[Begin]

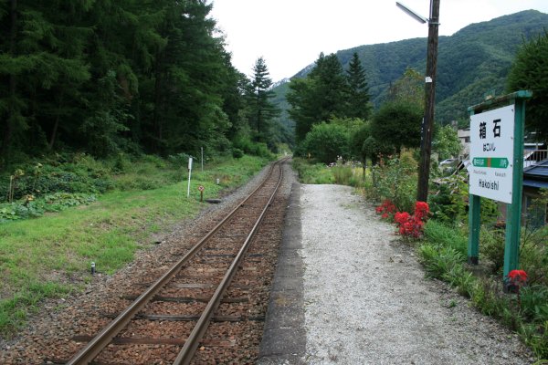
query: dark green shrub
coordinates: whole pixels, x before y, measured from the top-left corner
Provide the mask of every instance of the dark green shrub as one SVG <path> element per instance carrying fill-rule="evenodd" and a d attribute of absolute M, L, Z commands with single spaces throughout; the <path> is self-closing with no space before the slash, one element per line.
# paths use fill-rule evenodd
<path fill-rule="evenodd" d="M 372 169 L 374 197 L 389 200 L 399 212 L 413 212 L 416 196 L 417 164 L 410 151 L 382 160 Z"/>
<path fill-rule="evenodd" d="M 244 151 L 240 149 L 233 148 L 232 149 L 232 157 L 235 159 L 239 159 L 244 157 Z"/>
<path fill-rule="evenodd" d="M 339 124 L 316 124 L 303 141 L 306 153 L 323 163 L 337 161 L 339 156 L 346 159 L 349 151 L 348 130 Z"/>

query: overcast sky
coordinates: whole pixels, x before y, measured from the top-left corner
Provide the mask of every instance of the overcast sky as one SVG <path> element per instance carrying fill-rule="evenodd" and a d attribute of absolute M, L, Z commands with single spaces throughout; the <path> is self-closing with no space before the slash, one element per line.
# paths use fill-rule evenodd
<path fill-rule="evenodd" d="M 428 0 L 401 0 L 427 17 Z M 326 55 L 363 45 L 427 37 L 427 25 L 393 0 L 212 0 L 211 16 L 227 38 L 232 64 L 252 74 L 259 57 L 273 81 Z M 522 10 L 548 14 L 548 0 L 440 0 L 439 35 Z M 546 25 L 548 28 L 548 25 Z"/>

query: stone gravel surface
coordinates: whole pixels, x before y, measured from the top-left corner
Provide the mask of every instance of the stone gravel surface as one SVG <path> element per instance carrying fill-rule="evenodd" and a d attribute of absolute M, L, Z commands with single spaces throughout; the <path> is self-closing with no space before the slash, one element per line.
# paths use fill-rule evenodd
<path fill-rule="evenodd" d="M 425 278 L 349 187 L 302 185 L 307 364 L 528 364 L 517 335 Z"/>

[End]

• **What to work on**: Render the material above as a JSON list of strings, one string per line, with blank lines omitted. Leave the pictures out of the list.

• **Expected output**:
[
  "query: dark green shrub",
  "coordinates: whole pixels, x before y, measured from the top-left corner",
  "Provide the mask of every instance of the dark green shrub as one SVG <path> element per instance carrying fill-rule=\"evenodd\" and a d attribute of absolute M, L, Z commands with single spaces throughout; the <path> is self-closing with no space before the slash, one element per line.",
  "# paths use fill-rule evenodd",
  "<path fill-rule=\"evenodd\" d=\"M 372 169 L 374 197 L 389 200 L 399 212 L 413 212 L 416 196 L 417 164 L 410 151 L 382 160 Z\"/>",
  "<path fill-rule=\"evenodd\" d=\"M 244 151 L 240 149 L 233 148 L 232 149 L 232 157 L 235 159 L 239 159 L 244 157 Z\"/>",
  "<path fill-rule=\"evenodd\" d=\"M 339 124 L 316 124 L 303 141 L 306 153 L 323 163 L 337 161 L 339 156 L 346 159 L 349 151 L 348 130 Z\"/>",
  "query: overcast sky",
  "coordinates: whole pixels, x before y, measured from the top-left corner",
  "Provide the mask of every instance of the overcast sky as one SVG <path> element per instance carrying fill-rule=\"evenodd\" and a d attribute of absolute M, L, Z commands with single spaces throughout; the <path> is self-closing with no space before the slash, one element per line.",
  "# paths use fill-rule evenodd",
  "<path fill-rule=\"evenodd\" d=\"M 428 0 L 401 0 L 427 17 Z M 326 55 L 363 45 L 427 37 L 427 25 L 393 0 L 212 0 L 211 16 L 227 38 L 232 64 L 252 74 L 259 57 L 273 81 Z M 522 10 L 548 14 L 548 0 L 440 0 L 439 35 Z M 546 25 L 548 28 L 548 25 Z\"/>",
  "query: stone gravel surface",
  "coordinates: whole pixels, x before y, measured from the top-left corner",
  "Provide the mask of every instance of the stone gravel surface as one SVG <path> element per instance carrying fill-rule=\"evenodd\" and a d attribute of absolute M, L, Z commands with single spaces throughout; the <path> is self-closing with no space before the slash, one element per line.",
  "# paths use fill-rule evenodd",
  "<path fill-rule=\"evenodd\" d=\"M 425 278 L 349 187 L 302 185 L 307 364 L 528 364 L 517 335 Z\"/>"
]